**Task to complete**
If a line in the data below holds the word "bush", include it in the count. Give only the final number.

(Records supplied begins)

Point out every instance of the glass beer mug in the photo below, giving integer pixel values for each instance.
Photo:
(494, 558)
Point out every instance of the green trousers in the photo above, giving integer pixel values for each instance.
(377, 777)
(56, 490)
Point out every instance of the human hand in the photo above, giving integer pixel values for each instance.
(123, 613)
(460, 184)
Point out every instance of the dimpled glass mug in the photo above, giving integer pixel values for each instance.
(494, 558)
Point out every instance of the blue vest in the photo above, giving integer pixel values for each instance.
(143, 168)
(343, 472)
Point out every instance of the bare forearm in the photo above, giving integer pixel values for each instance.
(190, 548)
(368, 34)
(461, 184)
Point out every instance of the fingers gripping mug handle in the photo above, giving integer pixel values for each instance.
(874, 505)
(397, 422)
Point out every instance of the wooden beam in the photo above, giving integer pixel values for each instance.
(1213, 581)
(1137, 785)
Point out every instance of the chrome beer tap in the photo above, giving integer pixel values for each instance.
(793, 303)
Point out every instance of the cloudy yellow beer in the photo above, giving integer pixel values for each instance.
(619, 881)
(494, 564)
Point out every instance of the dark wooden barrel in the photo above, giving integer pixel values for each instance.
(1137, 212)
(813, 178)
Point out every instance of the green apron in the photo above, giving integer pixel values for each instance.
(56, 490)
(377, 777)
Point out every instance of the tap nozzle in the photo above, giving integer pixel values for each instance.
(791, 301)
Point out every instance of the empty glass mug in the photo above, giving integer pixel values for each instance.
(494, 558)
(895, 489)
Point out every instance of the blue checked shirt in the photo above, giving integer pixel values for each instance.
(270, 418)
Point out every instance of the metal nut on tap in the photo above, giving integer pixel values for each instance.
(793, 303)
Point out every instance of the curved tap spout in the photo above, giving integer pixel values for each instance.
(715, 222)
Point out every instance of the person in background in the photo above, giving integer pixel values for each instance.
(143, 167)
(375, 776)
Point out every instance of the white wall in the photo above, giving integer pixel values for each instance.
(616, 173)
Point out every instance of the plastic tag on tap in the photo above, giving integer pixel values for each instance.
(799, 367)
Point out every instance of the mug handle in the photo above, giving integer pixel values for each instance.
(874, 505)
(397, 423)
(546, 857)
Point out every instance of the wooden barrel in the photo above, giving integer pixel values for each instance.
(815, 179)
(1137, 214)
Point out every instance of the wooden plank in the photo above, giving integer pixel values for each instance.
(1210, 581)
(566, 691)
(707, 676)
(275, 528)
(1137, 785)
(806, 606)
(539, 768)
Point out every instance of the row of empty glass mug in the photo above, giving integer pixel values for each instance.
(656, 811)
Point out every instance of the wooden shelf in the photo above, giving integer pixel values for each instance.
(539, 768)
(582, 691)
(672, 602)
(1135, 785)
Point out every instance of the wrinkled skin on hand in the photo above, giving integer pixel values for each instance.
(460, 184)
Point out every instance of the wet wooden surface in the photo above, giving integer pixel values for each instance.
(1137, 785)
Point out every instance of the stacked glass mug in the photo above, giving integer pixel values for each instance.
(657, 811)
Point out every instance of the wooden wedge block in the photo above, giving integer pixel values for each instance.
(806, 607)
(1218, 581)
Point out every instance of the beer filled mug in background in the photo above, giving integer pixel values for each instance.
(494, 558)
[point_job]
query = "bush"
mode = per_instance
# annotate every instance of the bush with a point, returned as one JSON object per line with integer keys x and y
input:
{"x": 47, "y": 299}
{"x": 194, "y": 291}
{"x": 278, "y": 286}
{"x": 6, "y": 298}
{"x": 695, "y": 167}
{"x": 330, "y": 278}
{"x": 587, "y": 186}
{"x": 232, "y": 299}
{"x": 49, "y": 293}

(Records supplied ends)

**Response area**
2